DATA EXCERPTS Block Start

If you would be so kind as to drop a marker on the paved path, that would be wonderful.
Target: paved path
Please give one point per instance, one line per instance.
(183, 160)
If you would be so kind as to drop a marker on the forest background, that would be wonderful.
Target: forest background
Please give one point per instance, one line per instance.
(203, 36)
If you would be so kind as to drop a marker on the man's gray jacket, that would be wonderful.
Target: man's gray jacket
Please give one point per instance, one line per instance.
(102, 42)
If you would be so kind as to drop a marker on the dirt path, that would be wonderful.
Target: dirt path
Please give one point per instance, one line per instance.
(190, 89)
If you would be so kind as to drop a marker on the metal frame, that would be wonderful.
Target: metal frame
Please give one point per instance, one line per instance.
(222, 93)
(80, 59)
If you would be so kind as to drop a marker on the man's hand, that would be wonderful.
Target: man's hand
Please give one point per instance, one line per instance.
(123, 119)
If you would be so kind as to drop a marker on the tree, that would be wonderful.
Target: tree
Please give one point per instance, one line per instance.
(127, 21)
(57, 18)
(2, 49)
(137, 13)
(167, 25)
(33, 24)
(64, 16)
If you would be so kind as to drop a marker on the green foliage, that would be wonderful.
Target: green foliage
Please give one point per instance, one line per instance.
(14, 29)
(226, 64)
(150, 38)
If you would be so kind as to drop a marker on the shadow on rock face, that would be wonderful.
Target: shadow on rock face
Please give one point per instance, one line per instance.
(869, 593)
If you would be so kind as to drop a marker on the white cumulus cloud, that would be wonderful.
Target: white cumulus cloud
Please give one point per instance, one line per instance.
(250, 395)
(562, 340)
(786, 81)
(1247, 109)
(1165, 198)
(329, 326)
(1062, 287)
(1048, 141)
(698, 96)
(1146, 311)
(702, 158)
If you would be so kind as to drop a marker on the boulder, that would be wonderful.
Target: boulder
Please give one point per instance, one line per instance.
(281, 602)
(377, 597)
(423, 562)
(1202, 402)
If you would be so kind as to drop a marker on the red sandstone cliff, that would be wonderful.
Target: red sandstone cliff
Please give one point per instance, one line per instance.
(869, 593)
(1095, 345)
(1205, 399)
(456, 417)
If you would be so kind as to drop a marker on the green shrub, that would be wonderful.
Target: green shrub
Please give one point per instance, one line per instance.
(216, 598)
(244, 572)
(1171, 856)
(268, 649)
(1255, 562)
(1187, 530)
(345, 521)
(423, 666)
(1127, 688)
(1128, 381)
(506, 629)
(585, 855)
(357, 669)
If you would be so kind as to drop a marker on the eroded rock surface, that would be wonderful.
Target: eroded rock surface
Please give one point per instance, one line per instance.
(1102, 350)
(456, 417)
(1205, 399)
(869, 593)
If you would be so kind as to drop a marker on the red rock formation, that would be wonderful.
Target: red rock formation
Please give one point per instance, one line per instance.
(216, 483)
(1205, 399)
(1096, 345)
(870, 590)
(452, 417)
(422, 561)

DATA EXCERPTS Block End

Retype the records above exactly.

If you would be so kind as to drop a marker on the paved path, that would be wonderful.
Target: paved path
Please give one point per instance, one line per instance.
(183, 160)
If you would be so kind as to drop a marker on the forest background, that would be wonderful.
Target: forest background
Please give one point per instance, one line per instance.
(203, 36)
If you would be so kind as to drop a marker on the man's gray jacket, that would be wonderful.
Target: man's gray jacket
Please give one point per instance, one line per instance.
(102, 42)
If you would be so kind as to drop a marker on the dirt path, that would be wonderful.
Target: dirt path
Please give one point per instance, one line per instance.
(190, 89)
If you would be so kind as to drop a marker on the metal frame, that would be wonderful.
Target: metal frame
Please give one point per instance, one line per instance.
(222, 93)
(80, 59)
If you would be so kind as to drop a marker on the man's hand, that would be wonderful.
Target: man's hand
Please give one point per instance, one line per instance.
(123, 119)
If you would be so kind as to drop a marker on the tree, that would be wonderful.
Target: tree
Please give one point per instance, one line per instance.
(127, 21)
(57, 18)
(2, 49)
(137, 13)
(167, 25)
(33, 24)
(64, 16)
If you would be so kind as to drop a marker on the green foliage, that would be wonderful.
Target: green foliage
Please give one point per instance, one line per instance.
(14, 29)
(226, 64)
(150, 38)
If you would be so kind as to drop a marker on the shadow on rock face, that would be wonderful.
Target: shadow on rock face
Please give one point per instance, one line per instance.
(869, 593)
If you would be so kind as to drop a marker on the white cumulus cloud, that would be wonderful.
Target: white cumulus cloud
Please give one point per instance, one line per instance.
(250, 395)
(562, 340)
(786, 81)
(1247, 109)
(1165, 198)
(329, 326)
(1062, 287)
(1048, 141)
(698, 96)
(1146, 311)
(702, 158)
If you would be so kind as to drop a marker on the boulder, that would be wonderful.
Target: boulder
Please give one point per instance, one line per instance.
(281, 602)
(377, 597)
(423, 562)
(1202, 402)
If you would be so kind as to drop a marker on the red sandstone cliff, that would be wonderful.
Target: red sandstone cliff
Please give one point per instance, one line per instance.
(869, 593)
(1095, 345)
(1205, 399)
(456, 417)
If you would be so kind as to drop a marker on the green shrub, that would be wonderful.
Target: green shrub
Please give one point per instance, one line per instance.
(216, 598)
(244, 572)
(1171, 856)
(268, 649)
(1255, 562)
(1187, 530)
(345, 521)
(423, 666)
(1127, 688)
(1128, 381)
(506, 629)
(585, 855)
(357, 669)
If you would be so kind as to drop a marker on the eroded rock surface, that would be wonderful.
Target: eroded rock surface
Please give one point per instance, one line per instance.
(1102, 350)
(456, 417)
(1205, 399)
(869, 593)
If you would be so kind as to drop a marker on the red rock formation, that would be wonderful.
Target: red rock formation
Please give one point per instance, one line per instance.
(216, 483)
(1205, 399)
(1096, 345)
(870, 590)
(452, 417)
(422, 561)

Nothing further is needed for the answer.